[Excerpts from point annotation data]
═══
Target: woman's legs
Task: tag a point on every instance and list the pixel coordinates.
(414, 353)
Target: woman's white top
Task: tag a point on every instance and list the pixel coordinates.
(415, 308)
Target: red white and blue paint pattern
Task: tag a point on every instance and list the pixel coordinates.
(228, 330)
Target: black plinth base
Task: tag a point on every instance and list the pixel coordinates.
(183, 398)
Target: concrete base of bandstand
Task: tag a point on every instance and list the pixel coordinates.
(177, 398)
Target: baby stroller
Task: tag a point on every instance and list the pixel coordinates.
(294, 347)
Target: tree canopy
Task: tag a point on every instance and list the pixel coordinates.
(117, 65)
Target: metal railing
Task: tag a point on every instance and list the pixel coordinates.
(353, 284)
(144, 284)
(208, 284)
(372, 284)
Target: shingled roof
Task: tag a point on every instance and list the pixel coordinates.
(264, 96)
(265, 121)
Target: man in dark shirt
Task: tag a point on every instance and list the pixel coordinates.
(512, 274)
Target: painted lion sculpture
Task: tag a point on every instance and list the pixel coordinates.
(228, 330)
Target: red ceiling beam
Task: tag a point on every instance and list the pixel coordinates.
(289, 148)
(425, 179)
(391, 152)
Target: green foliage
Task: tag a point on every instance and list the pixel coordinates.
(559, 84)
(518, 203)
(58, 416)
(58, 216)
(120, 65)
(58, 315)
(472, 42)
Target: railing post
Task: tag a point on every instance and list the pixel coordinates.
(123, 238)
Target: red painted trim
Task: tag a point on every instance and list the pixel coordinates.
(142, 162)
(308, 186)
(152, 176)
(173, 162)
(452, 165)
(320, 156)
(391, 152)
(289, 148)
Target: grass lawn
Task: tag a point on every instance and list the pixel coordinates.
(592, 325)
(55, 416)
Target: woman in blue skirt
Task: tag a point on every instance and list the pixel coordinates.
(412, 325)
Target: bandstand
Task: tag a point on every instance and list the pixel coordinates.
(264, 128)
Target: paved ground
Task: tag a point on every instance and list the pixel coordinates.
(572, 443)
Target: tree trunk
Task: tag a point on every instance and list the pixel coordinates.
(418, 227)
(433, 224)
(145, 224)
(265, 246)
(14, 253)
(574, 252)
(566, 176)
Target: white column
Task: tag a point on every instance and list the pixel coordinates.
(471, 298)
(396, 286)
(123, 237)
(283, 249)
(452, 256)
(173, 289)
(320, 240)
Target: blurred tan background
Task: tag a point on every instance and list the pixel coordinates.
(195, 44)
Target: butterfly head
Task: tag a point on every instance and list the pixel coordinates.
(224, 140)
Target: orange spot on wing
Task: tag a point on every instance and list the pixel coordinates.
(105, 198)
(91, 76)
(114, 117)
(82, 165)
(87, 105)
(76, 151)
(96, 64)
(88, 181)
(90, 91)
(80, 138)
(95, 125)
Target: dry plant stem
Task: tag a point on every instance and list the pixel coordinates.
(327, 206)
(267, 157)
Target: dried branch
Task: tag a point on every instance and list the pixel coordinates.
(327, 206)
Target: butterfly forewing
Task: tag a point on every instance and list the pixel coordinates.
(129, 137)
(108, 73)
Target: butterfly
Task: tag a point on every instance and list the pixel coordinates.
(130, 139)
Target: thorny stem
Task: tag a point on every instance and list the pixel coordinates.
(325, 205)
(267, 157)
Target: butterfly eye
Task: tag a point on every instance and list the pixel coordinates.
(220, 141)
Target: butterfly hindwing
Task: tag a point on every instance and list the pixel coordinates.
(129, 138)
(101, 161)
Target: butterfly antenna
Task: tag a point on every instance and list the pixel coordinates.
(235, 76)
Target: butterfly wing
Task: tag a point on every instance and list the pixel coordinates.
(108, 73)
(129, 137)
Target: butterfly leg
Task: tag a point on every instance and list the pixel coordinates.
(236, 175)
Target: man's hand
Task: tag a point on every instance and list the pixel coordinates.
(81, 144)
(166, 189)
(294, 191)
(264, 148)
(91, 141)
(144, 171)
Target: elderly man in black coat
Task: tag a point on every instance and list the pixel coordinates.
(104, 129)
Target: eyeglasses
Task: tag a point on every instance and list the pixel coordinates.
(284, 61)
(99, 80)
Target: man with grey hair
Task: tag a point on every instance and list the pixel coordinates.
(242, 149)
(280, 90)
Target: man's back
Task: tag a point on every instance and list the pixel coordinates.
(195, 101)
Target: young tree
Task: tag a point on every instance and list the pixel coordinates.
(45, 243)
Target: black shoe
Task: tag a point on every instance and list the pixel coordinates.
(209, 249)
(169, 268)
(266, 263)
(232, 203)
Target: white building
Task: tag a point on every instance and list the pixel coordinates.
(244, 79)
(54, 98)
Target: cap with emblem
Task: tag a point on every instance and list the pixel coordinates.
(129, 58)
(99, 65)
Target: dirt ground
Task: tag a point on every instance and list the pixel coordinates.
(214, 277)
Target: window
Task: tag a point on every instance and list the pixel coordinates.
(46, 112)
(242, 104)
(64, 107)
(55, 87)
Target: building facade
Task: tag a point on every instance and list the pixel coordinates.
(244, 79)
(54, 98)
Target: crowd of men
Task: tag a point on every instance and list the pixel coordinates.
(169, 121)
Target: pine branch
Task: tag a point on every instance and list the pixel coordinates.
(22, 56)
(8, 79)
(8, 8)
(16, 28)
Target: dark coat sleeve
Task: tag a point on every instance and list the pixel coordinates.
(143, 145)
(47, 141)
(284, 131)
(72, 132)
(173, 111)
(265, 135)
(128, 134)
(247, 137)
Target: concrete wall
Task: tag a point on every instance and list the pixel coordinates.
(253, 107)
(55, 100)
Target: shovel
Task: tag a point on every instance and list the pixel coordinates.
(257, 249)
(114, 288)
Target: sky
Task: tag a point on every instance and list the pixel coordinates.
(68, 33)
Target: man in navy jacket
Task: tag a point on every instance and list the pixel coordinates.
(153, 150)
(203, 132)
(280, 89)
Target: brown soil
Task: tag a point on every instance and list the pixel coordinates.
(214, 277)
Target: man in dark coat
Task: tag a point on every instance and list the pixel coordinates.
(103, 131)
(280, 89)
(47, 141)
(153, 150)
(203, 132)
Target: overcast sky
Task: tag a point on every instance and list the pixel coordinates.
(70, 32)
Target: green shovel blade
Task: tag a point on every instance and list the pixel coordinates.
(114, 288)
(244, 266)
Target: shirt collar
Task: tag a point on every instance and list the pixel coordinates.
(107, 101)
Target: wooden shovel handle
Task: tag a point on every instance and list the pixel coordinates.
═══
● Required task:
Give again the lines from the line holding "Target: crowd of men" through the close of the listing, both included, exactly as written and with nothing else.

● Complete output:
Target: crowd of men
Task: tag a point on every instance and list the pixel coordinates.
(169, 121)
Target: pine branch
Task: tag a point on every instance and list the pixel coordinates.
(22, 56)
(8, 79)
(8, 8)
(16, 28)
Target: dark coat sleeve
Task: tag a point on every instance and list the pixel coordinates.
(143, 145)
(47, 141)
(284, 131)
(72, 132)
(173, 111)
(265, 135)
(128, 134)
(247, 137)
Target: concrete wall
Task: tag a point on every instance and list the pixel coordinates.
(253, 107)
(55, 100)
Target: shovel
Task: tag a point on every instance and list the pixel coordinates.
(257, 249)
(114, 288)
Target: sky
Task: tag a point on every instance and list the pixel coordinates.
(68, 33)
Target: man in navy jacket
Task: tag a point on every instance and list the pixel coordinates.
(153, 150)
(203, 132)
(280, 89)
Target: brown soil
Task: tag a point on every instance and list the pixel coordinates.
(214, 277)
Target: man in dark coat
Task: tag a point on every instance and list the pixel coordinates.
(103, 131)
(280, 89)
(47, 141)
(153, 150)
(203, 132)
Target: overcast sky
Task: tag a point on every instance and list the pixel coordinates.
(70, 32)
Target: green shovel blade
Task: tag a point on every instance and list the pixel coordinates.
(114, 288)
(244, 266)
Target: shirt collar
Task: tag a point on every instance and list the pixel coordinates.
(107, 101)
Target: wooden shovel handle
Task: tag a point on every instance and list the pixel coordinates.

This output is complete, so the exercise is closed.